◆ PASSAGE GIVEN ◆
________________

First off I wasn't sure if I should post this as a Ubuntu question or here. But I'm guessing it's more of an Python question than a OS one.
My Python application is running on top of Ubuntu on a 64 core AMD server.
It pulls images from 5 GigE cameras over the network by calling out to a .so through ctypes
and then processes them.
I am seeing frequent pauses in my application causing frames from the cameras to be dropped by the external camera library.
To debug this I've used the popular psutil
Python package with which I log out CPU stats every 0.2 seconds in a separate thread.
I sleep for 0.2 seconds in that thread and when that sleep takes substantially longer I also see camera frames being dropped.
I have seen pauses up to 17 seconds long!
Most of my processing is either in OpenCV or Numpy (both of which release the GIL) or in one part of the app a multiprocessing.Pool
with 59 processes (this it to get around the Python GIL).

________________

◆ DATASET ROWS ◆

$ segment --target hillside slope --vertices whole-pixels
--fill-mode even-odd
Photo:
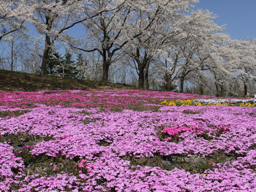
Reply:
[[[120,83],[103,83],[50,76],[40,77],[35,74],[0,70],[0,91],[134,89],[138,88]]]

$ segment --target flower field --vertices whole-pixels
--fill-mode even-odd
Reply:
[[[0,92],[0,191],[256,191],[255,102]]]

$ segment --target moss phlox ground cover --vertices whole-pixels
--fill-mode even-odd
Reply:
[[[254,107],[166,106],[217,99],[137,90],[0,97],[1,191],[256,190]]]

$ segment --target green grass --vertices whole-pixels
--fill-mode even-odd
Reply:
[[[0,91],[37,91],[42,90],[134,90],[135,86],[120,83],[105,83],[70,78],[0,70]]]

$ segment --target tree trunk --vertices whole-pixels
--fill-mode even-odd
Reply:
[[[43,60],[41,66],[41,73],[40,76],[45,77],[46,76],[47,62],[49,59],[49,54],[51,48],[51,42],[50,37],[47,35],[45,36],[45,42],[44,44],[44,54],[43,55]]]
[[[200,94],[201,95],[204,94],[204,88],[203,87],[203,85],[200,84]]]
[[[148,83],[148,68],[149,67],[149,63],[147,64],[145,67],[145,85],[146,89],[149,89],[149,84]]]
[[[217,82],[215,83],[215,87],[216,87],[216,97],[220,97],[220,94],[219,93],[219,89],[218,86],[218,83]]]
[[[12,36],[12,47],[11,47],[11,71],[13,71],[13,46],[14,46],[13,33]]]
[[[52,21],[48,17],[45,17],[45,24],[47,25],[47,29],[50,31],[52,28]],[[45,35],[45,42],[44,43],[44,54],[43,55],[43,60],[42,61],[41,66],[41,73],[40,76],[46,77],[46,67],[47,62],[49,59],[49,51],[51,49],[51,39],[50,37],[46,34]]]
[[[145,79],[144,78],[144,69],[139,71],[139,88],[144,89]]]
[[[223,85],[220,85],[220,94],[221,97],[224,97],[225,96],[225,89],[224,89],[224,86]]]
[[[180,93],[183,93],[184,87],[184,77],[182,77],[180,79]]]
[[[244,83],[244,97],[246,97],[247,95],[247,85],[246,83]]]
[[[107,51],[105,49],[103,49],[102,53],[103,71],[101,80],[104,83],[107,83],[108,82],[108,70],[110,65],[110,59],[111,58],[108,58],[108,60],[107,60]]]
[[[102,80],[104,83],[107,83],[108,81],[108,70],[109,69],[109,65],[107,62],[103,64],[103,75]]]

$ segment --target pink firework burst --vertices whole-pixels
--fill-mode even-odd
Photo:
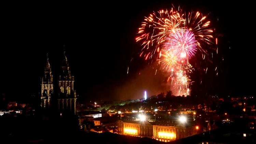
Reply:
[[[176,30],[167,39],[166,50],[172,52],[180,60],[191,58],[197,50],[194,34],[188,30]]]

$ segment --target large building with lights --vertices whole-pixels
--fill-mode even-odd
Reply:
[[[117,121],[117,133],[147,137],[168,142],[198,133],[197,127],[171,121],[150,122],[122,119]]]
[[[53,79],[57,77],[54,77],[52,74],[48,54],[46,60],[44,76],[41,78],[41,107],[50,108],[52,103],[55,103],[60,115],[64,113],[75,115],[76,94],[74,89],[74,76],[70,72],[65,50],[57,84],[54,84]],[[58,85],[58,88],[56,86]],[[55,88],[54,89],[54,87]],[[55,96],[53,95],[54,93],[55,94]],[[56,107],[54,107],[56,108]]]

________________

◆ WHAT YOU WILL DO ◆
• a. In the post about dropped camera frames, rewrite everything from "First off I" down to "core AMD server.", swapping "Ubuntu" for "Debian".
• b. According to the post about dropped camera frames, how many processes does the multiprocessing.Pool use?
• c. Carry the post about dropped camera frames forward from its last sentence.

◆ RESULTS IN ORDER ◆
• a.
First off I wasn't sure if I should post this as a Debian question or here. But I'm guessing it's more of an Python question than a OS one.
My Python application is running on top of Debian on a 64 core AMD server.

• b. 59 processes.

• c.
My debug logging shows very high 'system' (i.e. kernel) CPU time on many of my process' threads when the pauses happen.
For example. I see CPU times as follows (usually every 0.2 seconds) and then suddenly a big jump
('Process' numbers are in CPU utilization, i.e. 1 CPU fully used would be 1, Linux top
showing 123% would be 1.2):
Process user | Process system | OS system % | OS idle %
19.9 | 10.5 | 6 | 74
5.6 | 2.3 | 4 | 87
6.8 | 1.7 | 11 | 75
4.6 | 5.5 | 43 | 52
0.5 | 26.4 | 4 | 90
I don't know why the high OS system usage is reported one line before matching high process system usage.
The two match up since 26.4 of 64 cores = 41%. At that point my application experienced an approximately 3.5 second pause
(as determined by my CPU info logging thread using OpenCV's cv2.getTickCount()
and also the jump in time stamps in the Python logging output)
causing multiple camera frames to be dropped.
When this happens I have also logged the CPU info for each thread of my process. For the example above 25 threads were running at a 'system' CPU utilization of 0.9 and a few more at 0.6, which matches the total for the process of 26.4 above. At that point there were about 183 threads running.
This pause usually seems to happen close after the multiprocessing pool is used (it's used for short bursts) but by no means happens every time the pool is used. Also, if I halve the amount of processing that needs to happen outside the pool then no camera skipping happens.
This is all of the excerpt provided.